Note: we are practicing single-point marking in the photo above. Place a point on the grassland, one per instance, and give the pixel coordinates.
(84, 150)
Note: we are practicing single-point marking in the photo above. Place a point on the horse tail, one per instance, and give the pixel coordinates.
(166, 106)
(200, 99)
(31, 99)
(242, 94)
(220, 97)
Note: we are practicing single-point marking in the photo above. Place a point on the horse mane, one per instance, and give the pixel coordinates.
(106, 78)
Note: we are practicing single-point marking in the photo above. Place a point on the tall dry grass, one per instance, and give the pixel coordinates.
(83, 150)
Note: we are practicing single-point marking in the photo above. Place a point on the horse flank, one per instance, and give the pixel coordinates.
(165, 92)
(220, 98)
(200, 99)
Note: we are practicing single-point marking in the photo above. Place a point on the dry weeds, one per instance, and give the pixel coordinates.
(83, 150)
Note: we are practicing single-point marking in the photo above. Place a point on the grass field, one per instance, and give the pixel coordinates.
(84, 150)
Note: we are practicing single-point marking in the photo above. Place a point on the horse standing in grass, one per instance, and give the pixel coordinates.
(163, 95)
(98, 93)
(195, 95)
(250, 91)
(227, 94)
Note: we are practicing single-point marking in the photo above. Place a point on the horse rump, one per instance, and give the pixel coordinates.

▶ **Task requirements**: Reproduce every line of the listing above, requests included, with each pixel coordinate in the answers multiplied by 0.6 and rounded to the nearest whole number, halves rounding up.

▶ **Exercise output**:
Note: we are practicing single-point marking in the photo above. Place a point on the grassland, one per instance, and give the pixel coordinates.
(50, 90)
Note: we are practicing single-point marking in the photo above. Place a point on the horse tail, one per instance, and give the pixel coordinates.
(100, 64)
(120, 59)
(19, 59)
(145, 56)
(132, 58)
Note: we are practicing single-point marking in the photo above. Place a point on the horse mane, one per instance, and give the pixel coordinates.
(64, 47)
Note: we are practicing single-point marking in the photo above. Place a point on the tall dry grass, one per instance, and give the pixel coordinates.
(50, 90)
Note: we are practicing single-point marking in the photo above. Place a point on the horse flank, one per instance, and give the pixel coordinates.
(99, 55)
(132, 59)
(120, 59)
Note: we are practicing single-point marking in the photo above. Place a point on the dry weeds, one per instance, and give the pixel coordinates.
(50, 90)
Note: we are practicing single-point marking in the photo above. Place a point on the grass field, one per instance, and give the pixel coordinates.
(50, 90)
Note: we are practicing single-point marking in the photo above. Place a point on the horse standing in grass, one per instance, and give the pixel coordinates.
(98, 57)
(59, 56)
(117, 57)
(150, 55)
(136, 56)
Note: we are practicing single-point marking in the photo above. Place a point on the horse rump, one per instance, and give the pixel coordinates.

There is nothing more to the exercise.